I will try to help you.
Regarding your first question about your issue with stm32-cryp.ko.
You are talking about this error that you got:
[ 102.064269] NOHZ tick-stop error: Non-RCU local softirq work is pending, handler #08!!!
If you're seeing a few of those every now and then, nothing to be alarmed about. It can happen when the CPU is stressed and is normal. If you're constantly seeing it then you might want to consider either reducing the CPU load or disabling NOHZ.
But if you decide to do this, make sure you fully understand what it does by reading the kernel documentation: https://elixir.bootlin.com/linux/v5.10.10/source/Documentation/timers/no_hz.rst
To help you on this error of stuck behavior, I need to have:
2. Cryptodev performance tests
Unfortunately, it is a known linux issue that crypto-dev framework and other framework are not optimized for HW engines.
The result is better performance in Full SW than with HW accelerated framework
for the crypto functions that require many cyclic operation on small size data (linked to key
size):
- Linux framework is using work queues that will extend scheduling usage
- dma use will not help (more time to configure than copy)
This is the same issue for any vendor.
Regarding that, I advise you to use the SW implementation instead of HW acceleration, if it is possible in your project.
One more question:
In the first part of your post, you are talking about the fact that IPsec get stuck when stm32-cryp.ko is loaded.
But during your tests of performance in the second part, you are doing a
insmod stm32-cryp.ko
And the crypto seems to work. Did you disable your IPsec for this test?
Regards,
Kevin
2022-01-20 08:17 AM
Yes IPsec was disabled during testing.
I went on and made the same testing on old x86 machine. Here I get about 5 times improvement with HW acceleration.
How can you explain that?
→ ./speed
Testing AES-128-CBC cipher:
Encrypting in chunks of 65536 bytes: done. 6.13 GB in 5.00 secs: 1.23 GB/sec
→ sudo rmmod aesni_intel
→ ./speed
Testing AES-128-CBC cipher:
Encrypting in chunks of 65536 bytes: done. 1.23 GB in 5.00 secs: 0.25 GB/sec
2022-01-20 10:13 AM
And here are testing results with NXP part that show up to 100 times performance increase wit ha use of HW acceleration:
2022-02-16 03:45 AM
Hello,
ST policy about Linux is to rely on Linux framework + HW driver adaptations to these framework to better upstream an overall solution maintained by the community (and therefore giving more sustainability of ST solution for customers).
Doing this for Cryptodev framework shows the results you highlight here: for some cases, performances are very low compared to full cpu and with the same cpu load ....
A study is ongoing to check what could be done to improve this (depending on HW capability and SW adaptation required on top of HW drivers) but there is no short term solution.

→ Coordinate annotation entries
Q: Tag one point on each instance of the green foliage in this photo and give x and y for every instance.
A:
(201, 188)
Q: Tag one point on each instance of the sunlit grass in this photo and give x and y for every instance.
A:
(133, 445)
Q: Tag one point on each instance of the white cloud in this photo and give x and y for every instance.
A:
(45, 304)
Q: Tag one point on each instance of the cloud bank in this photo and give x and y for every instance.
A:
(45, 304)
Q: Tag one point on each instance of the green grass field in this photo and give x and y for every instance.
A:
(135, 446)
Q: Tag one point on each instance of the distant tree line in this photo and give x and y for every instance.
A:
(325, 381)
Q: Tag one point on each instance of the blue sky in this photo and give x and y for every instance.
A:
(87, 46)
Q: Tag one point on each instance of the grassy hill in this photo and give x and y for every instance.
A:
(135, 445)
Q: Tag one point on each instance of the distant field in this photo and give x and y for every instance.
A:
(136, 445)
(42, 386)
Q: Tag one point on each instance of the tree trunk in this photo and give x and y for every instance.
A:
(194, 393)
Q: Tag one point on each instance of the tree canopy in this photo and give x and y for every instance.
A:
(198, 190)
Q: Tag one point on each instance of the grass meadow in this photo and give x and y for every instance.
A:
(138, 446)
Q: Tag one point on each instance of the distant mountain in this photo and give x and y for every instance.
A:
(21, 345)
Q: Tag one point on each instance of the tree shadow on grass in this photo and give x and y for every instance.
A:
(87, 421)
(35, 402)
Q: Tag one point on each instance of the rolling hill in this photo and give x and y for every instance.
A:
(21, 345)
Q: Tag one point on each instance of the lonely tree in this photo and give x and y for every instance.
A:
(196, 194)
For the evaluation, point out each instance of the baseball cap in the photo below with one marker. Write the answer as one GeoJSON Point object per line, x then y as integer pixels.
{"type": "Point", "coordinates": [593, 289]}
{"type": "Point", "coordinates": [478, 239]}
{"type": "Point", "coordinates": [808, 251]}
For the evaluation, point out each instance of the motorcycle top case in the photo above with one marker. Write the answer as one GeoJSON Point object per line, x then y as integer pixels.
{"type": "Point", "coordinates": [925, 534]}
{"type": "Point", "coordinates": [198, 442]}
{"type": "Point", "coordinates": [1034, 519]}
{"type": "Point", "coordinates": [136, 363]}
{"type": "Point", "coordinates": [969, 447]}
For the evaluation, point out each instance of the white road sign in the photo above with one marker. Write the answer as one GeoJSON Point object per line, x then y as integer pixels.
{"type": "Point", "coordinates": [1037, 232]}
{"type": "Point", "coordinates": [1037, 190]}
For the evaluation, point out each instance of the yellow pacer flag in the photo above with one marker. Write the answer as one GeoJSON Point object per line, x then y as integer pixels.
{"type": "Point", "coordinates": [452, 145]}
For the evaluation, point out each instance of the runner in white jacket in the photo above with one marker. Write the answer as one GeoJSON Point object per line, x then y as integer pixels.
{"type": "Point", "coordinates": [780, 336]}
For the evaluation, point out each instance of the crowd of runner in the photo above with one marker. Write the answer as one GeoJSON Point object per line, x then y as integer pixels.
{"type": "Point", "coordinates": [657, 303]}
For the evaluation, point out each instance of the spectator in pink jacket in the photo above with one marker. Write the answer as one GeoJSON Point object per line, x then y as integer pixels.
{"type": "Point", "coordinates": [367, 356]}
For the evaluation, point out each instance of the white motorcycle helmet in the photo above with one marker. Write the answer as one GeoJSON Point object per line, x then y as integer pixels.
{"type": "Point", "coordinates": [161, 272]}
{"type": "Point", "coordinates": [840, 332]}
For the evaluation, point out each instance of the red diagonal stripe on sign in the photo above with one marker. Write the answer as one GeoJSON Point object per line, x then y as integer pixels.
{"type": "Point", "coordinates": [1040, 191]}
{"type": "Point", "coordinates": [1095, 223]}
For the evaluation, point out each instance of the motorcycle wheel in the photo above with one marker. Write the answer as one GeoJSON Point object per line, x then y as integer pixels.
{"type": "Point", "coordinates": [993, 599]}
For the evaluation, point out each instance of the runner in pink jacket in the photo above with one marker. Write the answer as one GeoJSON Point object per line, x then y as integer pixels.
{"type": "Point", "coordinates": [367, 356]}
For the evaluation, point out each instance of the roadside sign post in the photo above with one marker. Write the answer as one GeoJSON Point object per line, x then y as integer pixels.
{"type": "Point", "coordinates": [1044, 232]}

→ WRITTEN TASK
Answer these questions from the forum thread.
(a) In place of HW acceleration, what does the first reply advise using if the project allows it?
(b) On the old x86 machine, about how large an improvement did HW acceleration give?
(c) Was IPsec disabled during the performance testing?

→ SOLUTION TO THIS TASK
(a) The SW implementation.
(b) About 5 times.
(c) Yes.